— START EXTRACT TO READ —

I was immensely grateful that I could see her, and I didn’t want to leave her bedside. I kept going back into her room, as I and other relatives who arrived took turns filing in and out. I wondered if some visible injury lay hidden where her head rested on the pillow. I took her hand in mine and studied her long and beautiful fingers.

Stephen said, “It’s hard not to feel like there’s a reason why this happened. It’s hard not to look back and think that every single thing has led up to this.”

The next day I drove to work, but I broke down in tears and couldn’t stay.

At night, every time I dropped off to sleep, I woke up feeling as if I needed only to adjust my behavior some way and the world would be as it was once again. I slept fitfully and woke often, telling myself, “If only I do this, things will be normal again. If only I do that, she’ll be all right.” But what I needed to do, what adjustment I could make, grew vague and then disappeared altogether, as soon as I became fully conscious, along with the alluring though ephemeral moment of comfort. Of course, the world would never be normal again.

— END EXTRACT TO READ —
— START EXTRACTED ENTRIES —

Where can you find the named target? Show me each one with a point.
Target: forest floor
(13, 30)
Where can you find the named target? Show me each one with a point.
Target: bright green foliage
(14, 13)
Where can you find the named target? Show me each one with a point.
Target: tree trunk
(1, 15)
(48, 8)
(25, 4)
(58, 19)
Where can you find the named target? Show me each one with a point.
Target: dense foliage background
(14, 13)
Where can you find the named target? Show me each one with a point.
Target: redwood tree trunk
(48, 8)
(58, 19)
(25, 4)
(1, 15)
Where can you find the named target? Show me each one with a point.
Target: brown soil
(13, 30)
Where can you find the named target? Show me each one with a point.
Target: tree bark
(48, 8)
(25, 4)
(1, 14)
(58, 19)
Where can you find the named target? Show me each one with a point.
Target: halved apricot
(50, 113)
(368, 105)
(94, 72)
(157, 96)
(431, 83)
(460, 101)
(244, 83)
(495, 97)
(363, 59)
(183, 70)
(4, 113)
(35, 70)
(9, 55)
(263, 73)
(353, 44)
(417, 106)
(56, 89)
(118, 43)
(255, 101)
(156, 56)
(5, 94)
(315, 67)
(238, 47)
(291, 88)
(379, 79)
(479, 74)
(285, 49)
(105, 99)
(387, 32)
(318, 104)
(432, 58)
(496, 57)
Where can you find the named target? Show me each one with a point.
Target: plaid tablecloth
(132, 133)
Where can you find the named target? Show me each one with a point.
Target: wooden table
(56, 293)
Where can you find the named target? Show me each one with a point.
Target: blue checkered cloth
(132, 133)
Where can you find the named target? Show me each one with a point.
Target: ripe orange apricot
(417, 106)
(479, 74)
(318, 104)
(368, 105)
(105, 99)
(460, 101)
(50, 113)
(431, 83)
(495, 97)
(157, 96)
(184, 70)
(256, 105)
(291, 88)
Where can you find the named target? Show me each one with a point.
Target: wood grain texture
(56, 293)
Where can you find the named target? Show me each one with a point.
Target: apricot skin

— END EXTRACTED ENTRIES —

(REQUIRED TASK A):
Repeat everything in the bedside passage from "At night, every" down to "never be normal again.".
(REQUIRED TASK B):
Answer these questions using the bedside passage:
(i) Who says it is hard not to feel there is a reason why this happened?
(ii) What happened when the narrator drove to work the next day?
(iii) What did the narrator study after taking her hand?
(REQUIRED TASK C):
Take the bedside passage further, picking up right after its final sentence.

(TASK OUTPUT A):
At night, every time I dropped off to sleep, I woke up feeling as if I needed only to adjust my behavior some way and the world would be as it was once again. I slept fitfully and woke often, telling myself, “If only I do this, things will be normal again. If only I do that, she’ll be all right.” But what I needed to do, what adjustment I could make, grew vague and then disappeared altogether, as soon as I became fully conscious, along with the alluring though ephemeral moment of comfort. Of course, the world would never be normal again.

(TASK OUTPUT B):
(i) Stephen.
(ii) The narrator broke down in tears and couldn't stay.
(iii) Her long and beautiful fingers.

(TASK OUTPUT C):
On the second day, I again drove to work and spent forty-five minutes doing a task that should have taken only five minutes to do. And I saw her face before me, her eyes open, her grin mischievous. “Let’s go have some fun,” her expression said. She seemed delighted with her good fortune, and I felt honored that she had come to say good-bye to me.

*

Marian earned a degree in creative writing at Oberlin College. After her death, her parents funded a scholarship in her name for high school students from their county interested in that course of study.

On the backpack of a school friend, Marian once wrote what I would call an Ode to Love. One might even call it a psalm. Her parents have had this poem carved into the back of her gravestone. It is clever and thorough and profound. It has rhythm and truth. The word “yodel” in particular jumps out at me because, like turning peg people into boats, it’s an ingenious choice that would never cross my mind to use, especially coupled with the word “love.”

 

After the 2008 presidential election, my brother wrote a smart, well-worded letter to the Editor of The Columbus Dispatch suggesting it might be a good idea, after all, to spread the wealth around. At his day job, Stephen interviews clients with financial problems in a county poorer than almost all the other counties in the state of Ohio. He works for the government and has become an expert at interpreting state law in a way that will yield to each welfare recipient the best possible financial support and health care, even though it is never very much. The people he speaks with are mostly angry and/or hopeless, trapped in poverty. And since the demand for interviews cannot be met by the staff in his office, he and his fellow employees are constantly overworked.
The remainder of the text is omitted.